The Study of Popular Culture by Academia in the United States

By: John Curtis
16 November 2000


Introduction

     So why is a collection of realia and printed works about 
_Doctor Who_, an English television series that hasn't been on 
the air in over a decade, important enough to warrant a display 
in an academic library?  Why would academics concern themselves 
with popular culture research?   That is what this brief paper 
sets out to explain.


Popular Culture Defined

     The Oxford English Dictionary defines popular culture as 
"culture based on popular taste and disseminated widely and 
usually on a commercialized basis[1]."  The artifacts of popular 
culture would include literature and realia relating to film, 
television, radio, music, genre fiction, and comics.  Genre 
fiction includes science fiction, fantasy, horror, mystery, 
westerns, and romance.
▬▬▬▬▬▬▬▬▬▬
_SHORT EXERCISE 1_
Reproduce the popular culture paper word for word, from "The Study of" up to and including "out to explain.".
The entries that come next have no connection to the popular culture paper.
▬▬▬▬▬▬▬▬▬▬
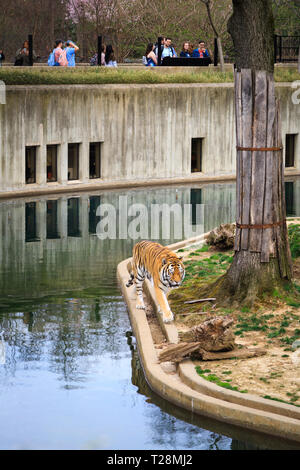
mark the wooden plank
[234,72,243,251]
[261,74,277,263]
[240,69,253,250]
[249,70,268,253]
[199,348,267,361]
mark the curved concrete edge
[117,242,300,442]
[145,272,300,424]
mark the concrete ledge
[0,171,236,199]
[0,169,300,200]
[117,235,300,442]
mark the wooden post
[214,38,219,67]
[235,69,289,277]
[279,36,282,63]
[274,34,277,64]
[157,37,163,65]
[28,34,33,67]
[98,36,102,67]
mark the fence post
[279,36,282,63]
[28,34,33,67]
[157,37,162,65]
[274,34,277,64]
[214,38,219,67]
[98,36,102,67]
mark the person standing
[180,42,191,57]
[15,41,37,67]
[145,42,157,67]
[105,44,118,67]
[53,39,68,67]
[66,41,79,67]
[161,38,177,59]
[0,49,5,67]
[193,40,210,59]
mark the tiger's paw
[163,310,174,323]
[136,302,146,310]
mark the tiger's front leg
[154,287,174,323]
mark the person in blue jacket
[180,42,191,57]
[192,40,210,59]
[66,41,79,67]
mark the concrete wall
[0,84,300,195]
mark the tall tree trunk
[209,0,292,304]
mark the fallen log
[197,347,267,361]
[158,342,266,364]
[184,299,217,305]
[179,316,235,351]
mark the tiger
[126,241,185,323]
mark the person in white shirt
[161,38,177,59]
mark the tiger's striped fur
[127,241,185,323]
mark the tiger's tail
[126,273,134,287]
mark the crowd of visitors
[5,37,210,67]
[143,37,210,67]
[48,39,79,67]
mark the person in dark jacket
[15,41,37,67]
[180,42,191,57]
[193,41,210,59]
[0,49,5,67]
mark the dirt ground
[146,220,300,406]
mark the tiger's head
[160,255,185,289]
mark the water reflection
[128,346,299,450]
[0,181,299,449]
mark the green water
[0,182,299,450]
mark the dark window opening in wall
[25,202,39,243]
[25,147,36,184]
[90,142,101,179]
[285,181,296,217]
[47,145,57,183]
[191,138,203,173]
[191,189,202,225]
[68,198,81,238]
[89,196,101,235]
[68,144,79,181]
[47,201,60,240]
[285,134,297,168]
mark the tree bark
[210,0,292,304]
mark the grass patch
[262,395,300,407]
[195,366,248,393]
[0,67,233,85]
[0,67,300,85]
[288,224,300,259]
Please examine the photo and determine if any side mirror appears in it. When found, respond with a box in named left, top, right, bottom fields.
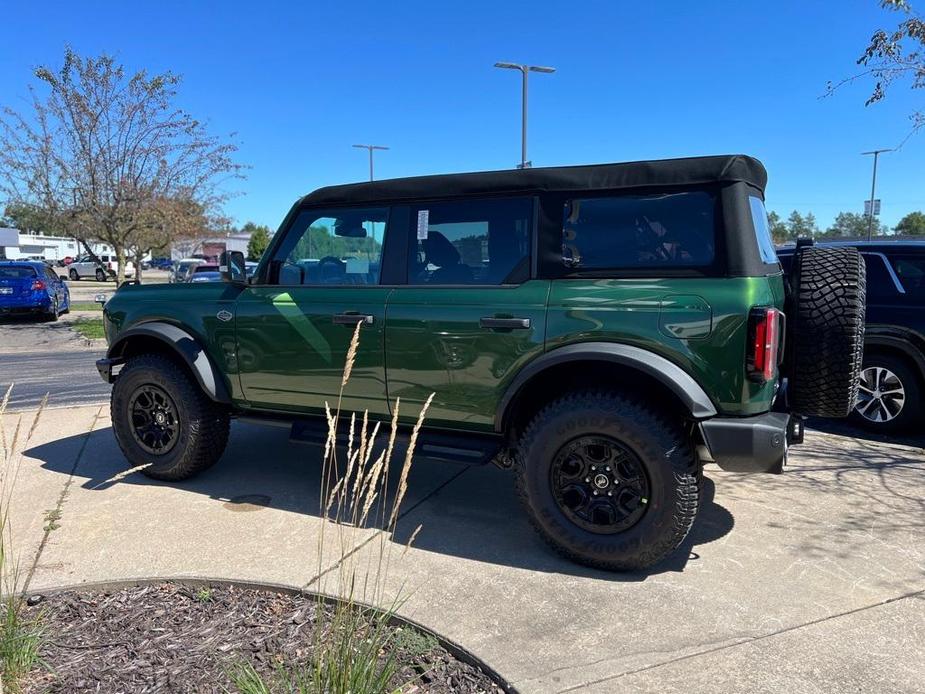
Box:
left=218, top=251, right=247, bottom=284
▬▬▬▬▬▬▬▬▬▬
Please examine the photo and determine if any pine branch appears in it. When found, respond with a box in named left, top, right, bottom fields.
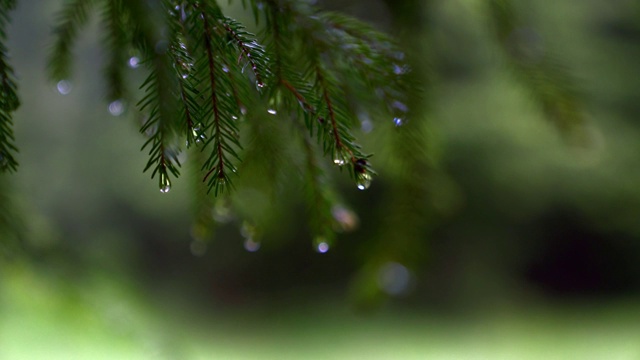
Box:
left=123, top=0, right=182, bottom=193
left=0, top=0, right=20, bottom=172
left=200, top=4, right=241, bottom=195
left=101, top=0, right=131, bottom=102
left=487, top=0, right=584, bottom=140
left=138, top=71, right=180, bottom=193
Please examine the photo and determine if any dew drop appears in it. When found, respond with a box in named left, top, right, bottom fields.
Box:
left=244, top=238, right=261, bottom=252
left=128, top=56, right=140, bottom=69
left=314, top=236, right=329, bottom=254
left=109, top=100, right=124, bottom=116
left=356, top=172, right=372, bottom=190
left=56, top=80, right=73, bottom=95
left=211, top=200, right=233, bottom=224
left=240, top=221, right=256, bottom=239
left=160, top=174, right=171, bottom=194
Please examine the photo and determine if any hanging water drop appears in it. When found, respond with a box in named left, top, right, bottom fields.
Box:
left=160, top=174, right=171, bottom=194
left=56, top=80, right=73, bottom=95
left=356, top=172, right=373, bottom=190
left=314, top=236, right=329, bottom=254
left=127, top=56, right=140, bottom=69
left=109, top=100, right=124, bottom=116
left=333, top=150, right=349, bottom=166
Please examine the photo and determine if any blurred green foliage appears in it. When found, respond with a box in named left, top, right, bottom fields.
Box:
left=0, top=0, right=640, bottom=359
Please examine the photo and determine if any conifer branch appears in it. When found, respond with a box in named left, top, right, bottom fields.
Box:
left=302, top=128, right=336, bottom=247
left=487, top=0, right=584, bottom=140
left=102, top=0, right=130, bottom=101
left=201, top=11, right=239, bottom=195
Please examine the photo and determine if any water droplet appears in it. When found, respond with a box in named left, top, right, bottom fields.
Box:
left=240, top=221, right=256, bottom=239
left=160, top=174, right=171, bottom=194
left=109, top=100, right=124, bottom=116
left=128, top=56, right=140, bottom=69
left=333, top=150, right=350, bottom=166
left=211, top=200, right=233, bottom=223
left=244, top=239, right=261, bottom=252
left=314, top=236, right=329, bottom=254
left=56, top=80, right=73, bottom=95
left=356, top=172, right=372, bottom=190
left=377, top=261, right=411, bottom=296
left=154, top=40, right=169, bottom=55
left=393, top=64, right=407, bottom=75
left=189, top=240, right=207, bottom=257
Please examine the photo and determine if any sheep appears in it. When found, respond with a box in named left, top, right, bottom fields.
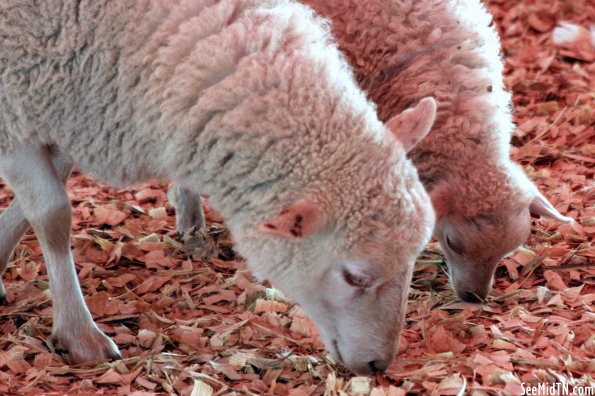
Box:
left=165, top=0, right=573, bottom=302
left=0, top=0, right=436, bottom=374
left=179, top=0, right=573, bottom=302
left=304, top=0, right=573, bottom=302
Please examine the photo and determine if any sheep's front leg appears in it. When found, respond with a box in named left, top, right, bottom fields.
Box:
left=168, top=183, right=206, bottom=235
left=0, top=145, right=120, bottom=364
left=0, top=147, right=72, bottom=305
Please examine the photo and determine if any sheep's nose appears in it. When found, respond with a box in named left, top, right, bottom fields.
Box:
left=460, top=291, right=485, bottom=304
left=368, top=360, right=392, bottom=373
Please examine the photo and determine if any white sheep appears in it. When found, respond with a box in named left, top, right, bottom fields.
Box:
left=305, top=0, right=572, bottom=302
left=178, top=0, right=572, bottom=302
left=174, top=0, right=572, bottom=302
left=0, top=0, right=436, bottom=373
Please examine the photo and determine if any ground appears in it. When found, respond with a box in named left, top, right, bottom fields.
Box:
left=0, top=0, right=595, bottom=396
▬▬▬▬▬▬▬▬▬▬
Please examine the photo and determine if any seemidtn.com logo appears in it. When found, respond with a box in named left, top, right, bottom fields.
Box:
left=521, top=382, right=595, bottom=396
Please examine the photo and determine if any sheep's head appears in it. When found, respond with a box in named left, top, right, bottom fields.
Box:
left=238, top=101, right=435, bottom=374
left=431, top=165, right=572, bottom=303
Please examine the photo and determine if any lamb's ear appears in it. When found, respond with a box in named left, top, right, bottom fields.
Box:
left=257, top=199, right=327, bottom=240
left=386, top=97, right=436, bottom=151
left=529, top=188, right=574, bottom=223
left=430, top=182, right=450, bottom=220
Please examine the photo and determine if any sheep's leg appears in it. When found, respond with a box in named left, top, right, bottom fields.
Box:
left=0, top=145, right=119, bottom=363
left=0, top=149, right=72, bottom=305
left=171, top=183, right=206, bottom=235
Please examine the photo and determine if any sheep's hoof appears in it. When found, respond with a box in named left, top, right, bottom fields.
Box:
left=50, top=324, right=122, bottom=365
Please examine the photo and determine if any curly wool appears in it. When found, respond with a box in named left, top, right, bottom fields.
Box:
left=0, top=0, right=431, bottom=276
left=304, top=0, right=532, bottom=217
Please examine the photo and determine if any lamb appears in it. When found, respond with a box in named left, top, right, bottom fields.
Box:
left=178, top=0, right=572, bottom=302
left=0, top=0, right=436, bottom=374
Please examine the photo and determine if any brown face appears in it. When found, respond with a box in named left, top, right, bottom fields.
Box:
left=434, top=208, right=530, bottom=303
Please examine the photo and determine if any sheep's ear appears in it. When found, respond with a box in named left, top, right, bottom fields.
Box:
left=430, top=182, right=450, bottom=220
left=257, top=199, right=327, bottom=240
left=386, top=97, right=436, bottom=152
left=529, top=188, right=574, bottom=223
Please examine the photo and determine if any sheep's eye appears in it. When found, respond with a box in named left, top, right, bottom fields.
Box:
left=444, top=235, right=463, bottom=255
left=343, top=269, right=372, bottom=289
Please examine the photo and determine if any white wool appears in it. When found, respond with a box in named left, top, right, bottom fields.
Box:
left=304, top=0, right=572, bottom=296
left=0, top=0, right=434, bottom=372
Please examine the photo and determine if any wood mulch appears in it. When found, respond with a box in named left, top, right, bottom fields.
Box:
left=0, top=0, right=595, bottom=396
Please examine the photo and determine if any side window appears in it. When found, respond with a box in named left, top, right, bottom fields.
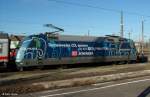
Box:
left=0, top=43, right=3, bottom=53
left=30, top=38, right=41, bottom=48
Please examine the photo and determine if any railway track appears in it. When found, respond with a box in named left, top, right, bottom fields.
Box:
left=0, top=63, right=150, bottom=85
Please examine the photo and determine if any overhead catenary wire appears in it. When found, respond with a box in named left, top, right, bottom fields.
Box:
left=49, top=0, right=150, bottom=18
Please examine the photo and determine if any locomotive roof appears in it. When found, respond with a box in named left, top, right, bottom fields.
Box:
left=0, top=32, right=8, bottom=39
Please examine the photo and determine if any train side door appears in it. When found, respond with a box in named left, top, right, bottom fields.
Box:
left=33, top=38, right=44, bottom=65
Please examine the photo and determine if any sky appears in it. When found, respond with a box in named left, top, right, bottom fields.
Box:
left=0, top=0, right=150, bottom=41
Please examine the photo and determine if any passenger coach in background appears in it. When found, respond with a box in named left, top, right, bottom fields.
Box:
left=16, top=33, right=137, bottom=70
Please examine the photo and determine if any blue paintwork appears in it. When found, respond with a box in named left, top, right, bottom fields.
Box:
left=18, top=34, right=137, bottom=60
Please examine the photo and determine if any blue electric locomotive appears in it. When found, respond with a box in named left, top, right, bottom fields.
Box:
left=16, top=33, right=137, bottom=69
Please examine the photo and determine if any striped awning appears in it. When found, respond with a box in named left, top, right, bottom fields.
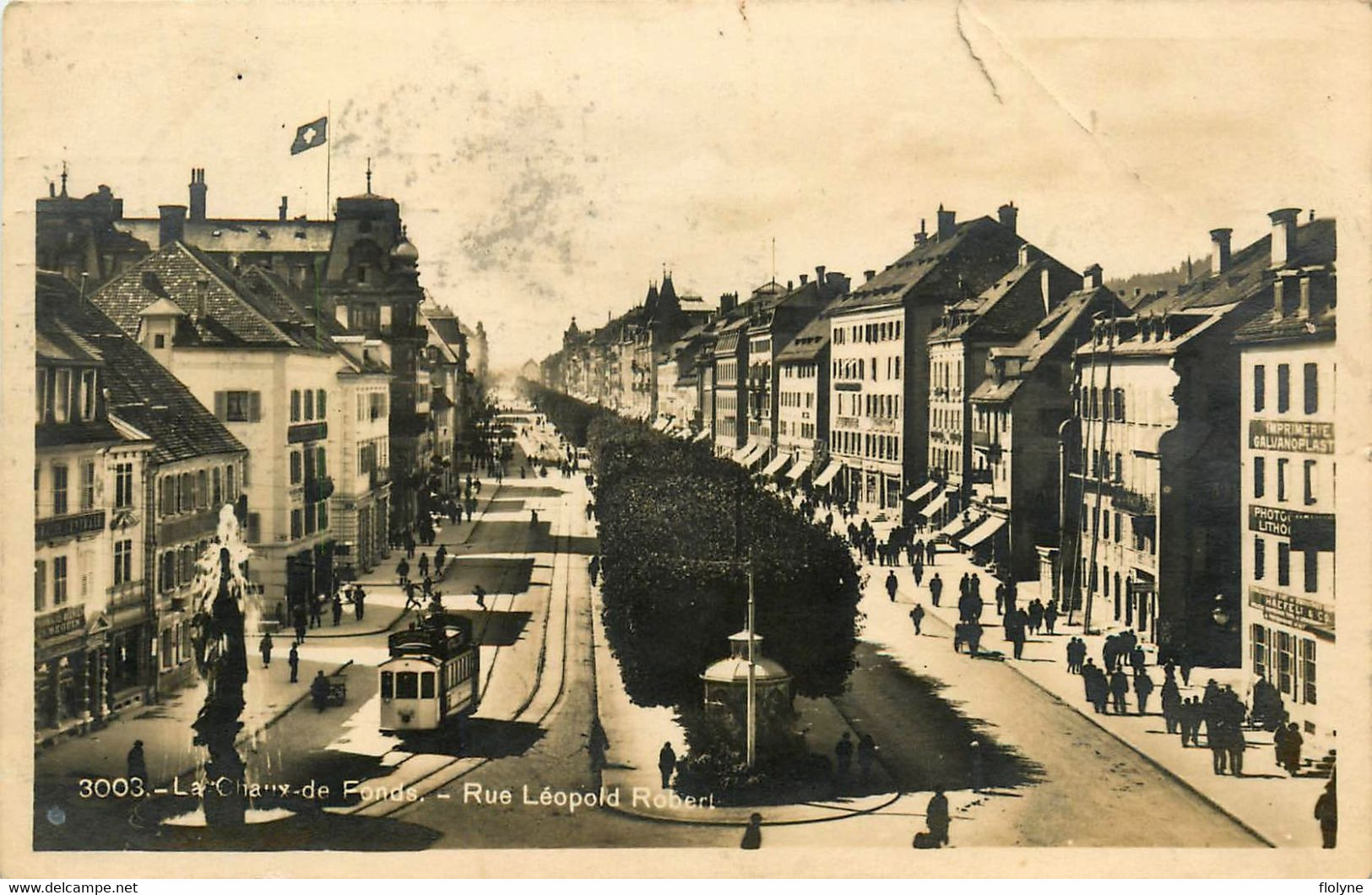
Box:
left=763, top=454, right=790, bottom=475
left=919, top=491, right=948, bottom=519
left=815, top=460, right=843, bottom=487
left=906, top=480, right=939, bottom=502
▬▬▬▬▬▬▬▬▬▬
_SHORT EXERCISE 2_
In the entries, duplicate each line unchanged from the line with "mark the wooden plank" up to and including the line with "[117,235,300,442]".

_COMPLETE OUTPUT 1_
The Study of Popular Culture by Academia in the United States

By: John Curtis
16 November 2000


Introduction

     So why is a collection of realia and printed works about 
_Doctor Who_, an English television series that hasn't been on 
the air in over a decade, important enough to warrant a display 
in an academic library?  Why would academics concern themselves 
with popular culture research?   That is what this brief paper 
sets out to explain.

_COMPLETE OUTPUT 2_
mark the wooden plank
[234,72,243,251]
[261,74,277,263]
[240,69,253,250]
[249,70,268,253]
[199,348,267,361]
mark the curved concrete edge
[117,242,300,442]
[145,272,300,424]
mark the concrete ledge
[0,171,236,199]
[0,169,300,200]
[117,235,300,442]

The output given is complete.